*** TEXT PROVIDED ***

5. AI systems can learn for themselves

Another two-letter acronym often found alongside AI is ML (Machine Learning). The common myth is that ML is a fully autonomous process, which will potentially lead to AI that transcends human intelligence and eventually decides to get rid of us (see 1 above). However, ML still intrinsically involves teaching by humans. Every AI system needs to be fed source material chosen by people, and its outputs adjusted by human experts until they work. This is precisely the process that Google's self-driving car system is going through right now, and this won't stop even when it gets the green light as a commercially available system in new vehicles.

6. AI systems will be much more impartial than human beings

As a result of AI's ML being fed by humans, there's no reason to believe that it will be any more impervious to prejudices than the humans that taught it. Early facial recognition systems had trouble identifying ethnicities, and the Tay Twitter bot was rapidly turned into a rabid racist by the tone of social media conversations. On the other hand, an AI that has been trained to be as impartial as the best human examples will consistently be better in this respect than the worst humans, which is where there is clear value for the legal and medical professions, amongst others.

*** End of TEXT PROVIDED ***

| WHAT THIS EXERCISE ASKS |
• 1. Can you summarize the text on machine learning and AI impartiality in two sentences?
• 2. Would you output the text on machine learning and AI impartiality from "Another two-letter acronym" up to and including "in new vehicles."?
• 3. Can you finish out the next part of the text on machine learning and AI impartiality, picking up after its last sentence?
These records have no connection to the text on machine learning and AI impartiality.

*** EXTRACTED DATA ***

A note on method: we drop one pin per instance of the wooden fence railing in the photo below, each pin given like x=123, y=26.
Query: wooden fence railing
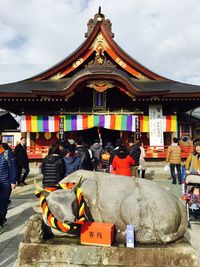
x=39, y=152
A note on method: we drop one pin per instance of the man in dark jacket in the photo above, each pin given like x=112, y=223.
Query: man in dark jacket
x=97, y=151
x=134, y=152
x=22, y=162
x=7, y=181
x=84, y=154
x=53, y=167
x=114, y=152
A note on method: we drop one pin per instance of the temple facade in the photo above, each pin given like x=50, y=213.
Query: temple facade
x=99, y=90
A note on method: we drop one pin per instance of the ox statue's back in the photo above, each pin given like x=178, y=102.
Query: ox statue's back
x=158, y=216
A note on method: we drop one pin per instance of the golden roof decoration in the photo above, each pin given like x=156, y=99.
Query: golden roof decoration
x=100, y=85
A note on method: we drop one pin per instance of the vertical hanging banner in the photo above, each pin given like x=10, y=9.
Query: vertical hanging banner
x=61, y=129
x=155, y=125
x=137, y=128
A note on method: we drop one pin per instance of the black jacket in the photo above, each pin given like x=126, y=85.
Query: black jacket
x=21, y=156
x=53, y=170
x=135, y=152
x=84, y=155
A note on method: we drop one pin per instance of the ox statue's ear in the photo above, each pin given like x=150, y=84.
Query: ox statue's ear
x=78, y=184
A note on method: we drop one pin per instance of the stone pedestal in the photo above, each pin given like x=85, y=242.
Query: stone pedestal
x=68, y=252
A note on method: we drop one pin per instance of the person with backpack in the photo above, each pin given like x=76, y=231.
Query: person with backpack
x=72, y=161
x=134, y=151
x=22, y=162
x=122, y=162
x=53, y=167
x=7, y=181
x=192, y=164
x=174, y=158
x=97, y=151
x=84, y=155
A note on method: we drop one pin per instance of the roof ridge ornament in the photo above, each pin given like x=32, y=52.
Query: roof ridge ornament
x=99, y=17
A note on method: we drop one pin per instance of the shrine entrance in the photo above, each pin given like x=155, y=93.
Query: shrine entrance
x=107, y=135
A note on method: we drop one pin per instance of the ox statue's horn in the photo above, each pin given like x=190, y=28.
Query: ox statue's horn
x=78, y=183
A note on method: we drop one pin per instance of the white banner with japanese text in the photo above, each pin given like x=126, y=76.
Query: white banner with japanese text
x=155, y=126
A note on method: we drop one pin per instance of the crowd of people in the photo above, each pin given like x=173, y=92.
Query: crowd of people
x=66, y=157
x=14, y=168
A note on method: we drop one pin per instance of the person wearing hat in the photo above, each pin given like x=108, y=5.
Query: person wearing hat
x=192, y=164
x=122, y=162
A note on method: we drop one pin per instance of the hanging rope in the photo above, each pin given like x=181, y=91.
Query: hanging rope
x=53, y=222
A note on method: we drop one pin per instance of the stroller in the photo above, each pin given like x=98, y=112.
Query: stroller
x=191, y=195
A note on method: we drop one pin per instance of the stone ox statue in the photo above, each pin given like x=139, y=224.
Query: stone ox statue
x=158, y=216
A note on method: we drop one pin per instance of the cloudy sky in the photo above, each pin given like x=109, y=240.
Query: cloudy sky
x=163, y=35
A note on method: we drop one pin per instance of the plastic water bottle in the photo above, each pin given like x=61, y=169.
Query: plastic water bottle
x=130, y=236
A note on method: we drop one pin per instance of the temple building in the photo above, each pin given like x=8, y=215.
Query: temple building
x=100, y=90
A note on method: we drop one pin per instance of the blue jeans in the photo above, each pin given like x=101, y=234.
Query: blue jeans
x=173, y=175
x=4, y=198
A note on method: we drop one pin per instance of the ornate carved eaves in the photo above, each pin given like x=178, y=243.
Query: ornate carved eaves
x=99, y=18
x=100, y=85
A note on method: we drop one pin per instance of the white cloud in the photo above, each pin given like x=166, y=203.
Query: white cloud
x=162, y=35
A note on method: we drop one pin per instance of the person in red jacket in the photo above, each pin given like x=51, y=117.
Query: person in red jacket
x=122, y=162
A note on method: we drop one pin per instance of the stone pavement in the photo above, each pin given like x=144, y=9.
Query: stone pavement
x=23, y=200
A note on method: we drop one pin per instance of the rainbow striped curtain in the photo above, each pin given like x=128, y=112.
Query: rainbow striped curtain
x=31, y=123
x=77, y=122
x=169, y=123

*** End of EXTRACTED DATA ***

| TASK-BY-TASK OUTPUTS |
• 1. Machine learning is not a fully autonomous process: every AI system needs source material chosen by people and outputs adjusted by human experts, as Google's self-driving car system is experiencing now. Because humans feed it, AI is no more impervious to prejudice than the people who taught it, though an AI trained to be as impartial as the best humans will consistently outperform the worst humans, which has clear value for the legal and medical professions, among others.

• 2.
Another two-letter acronym often found alongside AI is ML (Machine Learning). The common myth is that ML is a fully autonomous process, which will potentially lead to AI that transcends human intelligence and eventually decides to get rid of us (see 1 above). However, ML still intrinsically involves teaching by humans. Every AI system needs to be fed source material chosen by people, and its outputs adjusted by human experts until they work. This is precisely the process that Google's self-driving car system is going through right now, and this won't stop even when it gets the green light as a commercially available system in new vehicles.

• 3.
7. AI will soon be smarter than human beings, or never will

Because AI runs on computers that are not an exact replica of the human brain (see four above), this is a bit of a trick question. On the one hand, there is no sign that a general AI will transcend overall human intelligence anytime soon, because we still don't know exactly what the latter is. But on the other hand, much more narrow AI has been beating humans for some years now, such as defeating the best human chess player, and surpassing the best players of Jeopardy!. In 2004, none of the vehicles in the DARPA Grand Challenges completed the course, but in 2005, five did, and now we have self-driving cars being tested on public roads. So AIs will likely be smarter than humans in many key areas (and already are in some), but may never be in a general, overall sense whatever that even means.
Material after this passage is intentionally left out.